--- Written problem 1 ---
In the text on Indonesia's greenhouse gas emissions, how much money was committed in July to forest protection projects in Indonesia?
--- Written problem 2 ---
Say whether each statement agrees with the text on Indonesia's greenhouse gas emissions, answering yes or no and quoting the deciding words: (a) Wetlands International ranks Indonesia's emissions behind only the United States and China. (b) Urban development is to blame for Indonesia's high ranking among greenhouse gas emitters. (c) Indonesia rejected Australia's Global Initiative on Forests and Climate in March.
--- Written problem 3 ---
Carry on the text on Indonesia's greenhouse gas emissions from the point where it stops.

--- Text block ---
───

Indonesia is regularly accused of being the world’s third biggest emitter of greenhouse gases because of the vast fires across its deforested peat lands every year.

The country’s Environment Minister Rachmat Witoelar has told ABC radio’s PM program that Australia’s $200 million Global Initiative on Forests and Climate “will not solve too many problems”.

Jakarta regularly makes it into the top 10 lists of the world’s most polluted cities. But it is actually not urban development which is to blame for rocketing Indonesia up the rankings of the world’s worst greenhouse gas offenders.

The vast annual fires in Kalimantan’s deforested peat lands are to blame for that.

Wetlands International places Indonesia’s greenhouse gas emissions behind only the United States and China because of the vast tracts of deforested land where carbon-rich peat decays and catches fire every year, blanketing much of South East Asia in a choking haze.

It is a real problem in search of a real solution and back in March, Indonesia warmly welcomed Australia’s $200 million Global Initiative on Forests and Climate, which is aimed fighting climate change by preserving the world’s forests.

In July, $10 million of that money was committed to developing forest protection projects in Indonesia.

But now Indonesia’s Environment Minister, Rachmat Witoelar, is questioning what in reality the scheme can achieve.

───

[Point labeling dataset excerpts]

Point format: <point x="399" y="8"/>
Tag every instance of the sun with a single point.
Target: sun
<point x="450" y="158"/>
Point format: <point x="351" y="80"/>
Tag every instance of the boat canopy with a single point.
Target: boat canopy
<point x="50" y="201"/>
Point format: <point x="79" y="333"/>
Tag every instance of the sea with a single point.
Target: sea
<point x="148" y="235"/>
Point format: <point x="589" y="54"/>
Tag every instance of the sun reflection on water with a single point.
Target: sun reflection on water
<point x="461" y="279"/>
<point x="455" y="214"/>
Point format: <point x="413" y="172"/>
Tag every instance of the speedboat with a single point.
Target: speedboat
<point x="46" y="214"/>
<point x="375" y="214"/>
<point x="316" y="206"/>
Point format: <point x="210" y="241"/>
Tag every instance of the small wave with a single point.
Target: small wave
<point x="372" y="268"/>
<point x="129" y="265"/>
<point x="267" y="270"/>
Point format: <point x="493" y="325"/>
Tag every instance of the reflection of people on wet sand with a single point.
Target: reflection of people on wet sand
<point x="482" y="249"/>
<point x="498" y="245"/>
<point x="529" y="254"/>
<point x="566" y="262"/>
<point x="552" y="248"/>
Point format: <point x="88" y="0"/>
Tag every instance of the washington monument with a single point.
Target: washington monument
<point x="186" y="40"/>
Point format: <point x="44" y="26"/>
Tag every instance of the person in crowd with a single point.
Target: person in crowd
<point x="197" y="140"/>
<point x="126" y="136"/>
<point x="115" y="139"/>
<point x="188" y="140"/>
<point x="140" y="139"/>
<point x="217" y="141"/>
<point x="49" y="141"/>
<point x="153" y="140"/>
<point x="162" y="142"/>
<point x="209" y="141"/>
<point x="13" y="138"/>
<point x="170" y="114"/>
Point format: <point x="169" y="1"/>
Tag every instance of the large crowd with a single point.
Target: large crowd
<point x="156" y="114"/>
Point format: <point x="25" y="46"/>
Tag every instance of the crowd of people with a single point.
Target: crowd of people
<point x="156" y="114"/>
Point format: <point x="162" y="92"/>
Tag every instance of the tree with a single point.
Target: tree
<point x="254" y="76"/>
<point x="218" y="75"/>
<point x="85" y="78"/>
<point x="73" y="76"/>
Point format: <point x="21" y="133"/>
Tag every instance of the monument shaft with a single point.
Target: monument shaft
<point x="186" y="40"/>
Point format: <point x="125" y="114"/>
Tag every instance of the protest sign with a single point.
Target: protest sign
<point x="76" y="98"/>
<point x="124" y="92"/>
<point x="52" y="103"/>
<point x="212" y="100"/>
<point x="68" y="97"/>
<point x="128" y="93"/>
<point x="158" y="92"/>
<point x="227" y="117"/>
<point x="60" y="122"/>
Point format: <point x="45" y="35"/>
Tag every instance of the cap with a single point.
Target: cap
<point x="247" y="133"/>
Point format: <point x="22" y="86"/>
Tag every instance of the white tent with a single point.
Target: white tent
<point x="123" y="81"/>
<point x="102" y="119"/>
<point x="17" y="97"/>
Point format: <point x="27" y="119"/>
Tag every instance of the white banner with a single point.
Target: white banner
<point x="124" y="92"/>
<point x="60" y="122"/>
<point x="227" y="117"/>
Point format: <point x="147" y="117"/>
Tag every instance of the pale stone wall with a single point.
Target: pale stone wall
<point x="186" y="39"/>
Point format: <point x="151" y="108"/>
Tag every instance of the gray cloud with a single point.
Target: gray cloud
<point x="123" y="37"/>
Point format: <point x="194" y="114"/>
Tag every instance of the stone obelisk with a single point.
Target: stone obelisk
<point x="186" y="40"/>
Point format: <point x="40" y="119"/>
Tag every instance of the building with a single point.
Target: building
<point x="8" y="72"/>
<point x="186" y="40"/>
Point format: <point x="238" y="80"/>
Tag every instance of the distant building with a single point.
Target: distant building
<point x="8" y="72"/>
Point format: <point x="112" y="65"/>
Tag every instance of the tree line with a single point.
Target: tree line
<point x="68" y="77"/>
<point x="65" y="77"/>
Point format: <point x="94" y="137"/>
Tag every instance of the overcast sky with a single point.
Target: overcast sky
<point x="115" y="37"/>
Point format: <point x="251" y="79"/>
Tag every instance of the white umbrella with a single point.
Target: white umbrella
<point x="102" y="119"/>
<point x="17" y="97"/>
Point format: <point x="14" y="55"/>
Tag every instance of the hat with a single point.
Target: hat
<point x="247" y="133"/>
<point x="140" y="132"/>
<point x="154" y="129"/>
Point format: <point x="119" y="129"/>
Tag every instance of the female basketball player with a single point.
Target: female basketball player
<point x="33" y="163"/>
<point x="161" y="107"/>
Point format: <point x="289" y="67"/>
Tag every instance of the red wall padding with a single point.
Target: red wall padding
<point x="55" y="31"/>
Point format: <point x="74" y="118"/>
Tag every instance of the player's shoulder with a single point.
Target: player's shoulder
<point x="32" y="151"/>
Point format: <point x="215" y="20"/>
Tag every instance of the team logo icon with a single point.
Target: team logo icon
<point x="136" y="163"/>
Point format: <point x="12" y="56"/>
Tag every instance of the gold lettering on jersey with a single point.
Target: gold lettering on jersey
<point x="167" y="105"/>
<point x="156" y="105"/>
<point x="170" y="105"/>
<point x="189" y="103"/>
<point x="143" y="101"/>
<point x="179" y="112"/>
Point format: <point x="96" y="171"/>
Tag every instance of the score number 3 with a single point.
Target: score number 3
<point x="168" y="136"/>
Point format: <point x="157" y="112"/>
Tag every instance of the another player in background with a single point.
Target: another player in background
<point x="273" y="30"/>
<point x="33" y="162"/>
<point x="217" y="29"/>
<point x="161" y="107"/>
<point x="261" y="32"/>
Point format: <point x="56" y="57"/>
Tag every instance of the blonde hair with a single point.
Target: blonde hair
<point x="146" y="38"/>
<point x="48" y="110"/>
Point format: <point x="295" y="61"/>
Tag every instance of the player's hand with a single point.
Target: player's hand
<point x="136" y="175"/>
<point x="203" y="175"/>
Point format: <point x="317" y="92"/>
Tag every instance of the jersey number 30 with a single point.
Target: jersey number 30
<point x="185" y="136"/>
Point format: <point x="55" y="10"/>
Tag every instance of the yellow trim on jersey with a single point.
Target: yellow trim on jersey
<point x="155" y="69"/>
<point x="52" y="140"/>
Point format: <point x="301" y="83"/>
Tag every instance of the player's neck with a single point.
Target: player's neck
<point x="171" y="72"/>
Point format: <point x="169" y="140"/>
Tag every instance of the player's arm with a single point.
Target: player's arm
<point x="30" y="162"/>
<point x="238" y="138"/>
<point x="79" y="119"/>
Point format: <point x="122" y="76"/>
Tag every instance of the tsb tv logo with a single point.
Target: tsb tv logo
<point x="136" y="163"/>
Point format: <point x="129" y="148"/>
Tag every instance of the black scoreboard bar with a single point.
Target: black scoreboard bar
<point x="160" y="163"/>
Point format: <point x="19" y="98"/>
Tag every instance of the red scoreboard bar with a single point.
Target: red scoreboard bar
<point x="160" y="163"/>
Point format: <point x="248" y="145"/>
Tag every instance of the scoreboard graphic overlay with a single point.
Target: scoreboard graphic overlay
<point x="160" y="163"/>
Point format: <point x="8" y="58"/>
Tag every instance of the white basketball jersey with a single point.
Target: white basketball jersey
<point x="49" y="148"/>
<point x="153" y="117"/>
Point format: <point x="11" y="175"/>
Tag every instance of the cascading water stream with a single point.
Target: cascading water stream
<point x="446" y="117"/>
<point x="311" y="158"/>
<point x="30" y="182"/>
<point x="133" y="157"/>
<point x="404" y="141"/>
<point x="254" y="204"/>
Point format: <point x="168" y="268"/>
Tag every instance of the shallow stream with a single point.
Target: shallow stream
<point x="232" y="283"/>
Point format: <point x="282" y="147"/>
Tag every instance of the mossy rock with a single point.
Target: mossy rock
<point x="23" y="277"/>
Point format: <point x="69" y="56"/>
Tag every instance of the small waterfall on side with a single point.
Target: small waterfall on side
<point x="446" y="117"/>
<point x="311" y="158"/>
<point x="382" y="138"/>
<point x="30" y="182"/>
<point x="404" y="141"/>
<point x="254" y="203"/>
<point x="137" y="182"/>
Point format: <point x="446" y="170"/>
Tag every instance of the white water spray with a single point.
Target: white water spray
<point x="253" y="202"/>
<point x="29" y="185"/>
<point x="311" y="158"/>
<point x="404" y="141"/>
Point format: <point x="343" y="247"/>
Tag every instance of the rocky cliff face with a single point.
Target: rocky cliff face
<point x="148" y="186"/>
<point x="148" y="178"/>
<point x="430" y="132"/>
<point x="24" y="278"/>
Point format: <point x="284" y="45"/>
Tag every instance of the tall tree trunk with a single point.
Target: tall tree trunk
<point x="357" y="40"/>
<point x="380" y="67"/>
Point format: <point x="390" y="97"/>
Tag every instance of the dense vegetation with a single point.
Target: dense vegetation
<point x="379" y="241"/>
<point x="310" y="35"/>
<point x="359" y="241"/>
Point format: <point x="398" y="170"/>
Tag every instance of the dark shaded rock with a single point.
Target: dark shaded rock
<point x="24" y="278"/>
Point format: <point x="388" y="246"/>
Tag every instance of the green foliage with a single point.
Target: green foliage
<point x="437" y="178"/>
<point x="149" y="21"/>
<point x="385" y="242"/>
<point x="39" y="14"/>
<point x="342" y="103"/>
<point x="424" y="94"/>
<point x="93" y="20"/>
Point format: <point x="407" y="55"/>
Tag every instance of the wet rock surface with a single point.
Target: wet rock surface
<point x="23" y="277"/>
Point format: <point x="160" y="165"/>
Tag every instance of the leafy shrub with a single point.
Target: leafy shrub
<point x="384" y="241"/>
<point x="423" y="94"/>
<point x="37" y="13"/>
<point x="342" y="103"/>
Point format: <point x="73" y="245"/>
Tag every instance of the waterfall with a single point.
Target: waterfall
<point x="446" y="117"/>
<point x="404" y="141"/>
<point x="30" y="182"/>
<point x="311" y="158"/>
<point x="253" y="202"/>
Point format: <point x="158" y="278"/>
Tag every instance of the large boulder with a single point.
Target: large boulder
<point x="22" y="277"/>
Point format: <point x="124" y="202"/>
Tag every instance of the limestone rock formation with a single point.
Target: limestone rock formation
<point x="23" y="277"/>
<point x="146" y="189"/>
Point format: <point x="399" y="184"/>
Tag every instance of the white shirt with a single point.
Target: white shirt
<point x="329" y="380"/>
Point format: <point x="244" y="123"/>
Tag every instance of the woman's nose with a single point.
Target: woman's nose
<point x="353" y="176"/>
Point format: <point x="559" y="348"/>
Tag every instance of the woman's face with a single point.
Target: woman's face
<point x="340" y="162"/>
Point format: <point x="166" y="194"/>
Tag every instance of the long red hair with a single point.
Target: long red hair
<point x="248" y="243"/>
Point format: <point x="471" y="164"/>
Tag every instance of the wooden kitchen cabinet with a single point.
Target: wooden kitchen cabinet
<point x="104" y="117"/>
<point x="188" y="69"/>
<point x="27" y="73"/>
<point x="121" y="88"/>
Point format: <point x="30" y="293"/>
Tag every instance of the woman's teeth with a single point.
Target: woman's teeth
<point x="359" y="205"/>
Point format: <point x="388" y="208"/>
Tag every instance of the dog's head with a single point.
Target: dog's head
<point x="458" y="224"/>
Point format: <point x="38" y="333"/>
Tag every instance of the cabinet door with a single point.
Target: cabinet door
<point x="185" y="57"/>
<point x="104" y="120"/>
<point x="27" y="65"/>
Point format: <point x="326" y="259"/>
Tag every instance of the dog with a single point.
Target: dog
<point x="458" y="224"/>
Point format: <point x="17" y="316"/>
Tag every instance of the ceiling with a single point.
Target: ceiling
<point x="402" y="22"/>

───

--- Response 1 ---
$10 million

--- Response 2 ---
(a) Yes: "places Indonesia’s greenhouse gas emissions behind only the United States and China"
(b) No: "it is actually not urban development which is to blame"
(c) No: "back in March, Indonesia warmly welcomed Australia’s $200 million Global Initiative on Forests and Climate"

--- Response 3 ---
“Maybe if it is upscaled even more because it does not solve too many problems because $200 million divided into so many areas over five years does not give a lot of forest aid,” he said.

He would like Australia to contribute more.

Experts argue that forest sustainability programs like the Australian initiative are challenged by the local reality that the forests are worth more dead than alive. Timber and palm oil profits are much greater and easier to grasp than vague notions of sustainability.

Indonesia’s Vice President Jusuf Kalla says international alliance is needed to save the forests.

“There are international operations to destroy the forest. Clearly for economic reasons and to improve [there] should be international cooperation to do that,” he said.

Professor Emil Salim is the father of Indonesia’s environmental movement and a senior adviser to Indonesia’s President Susilo Bambang Yudhoyono.

He says that with Indonesia’s current population of 230 million expected to grow by another 100 million in the next 30 years, Indonesia needs very good reasons not to clear land. And local people, he says, need good economic reasons to keep the forests standing.

“Why is Australia not bold enough to really translate the action into getting the technology of Australia transferred to the developing country?” he asked.

“And stop talking about $200 million, $10 million. It’s not money. It’s the capacity of a new development by raising the value added of the forest.”

Indonesia’s real forests debate kicks off in December in Bali, when the United Nations Framework Convention on Climate Change searches for a successor to Kyoto, which decided against awarding carbon credits for what has been dubbed “avoided deforestation”.

In any new Kyoto-style international treaty, Indonesia wants access to the world’s multi-billion dollar carbon credit market not just by planting trees but by keeping them.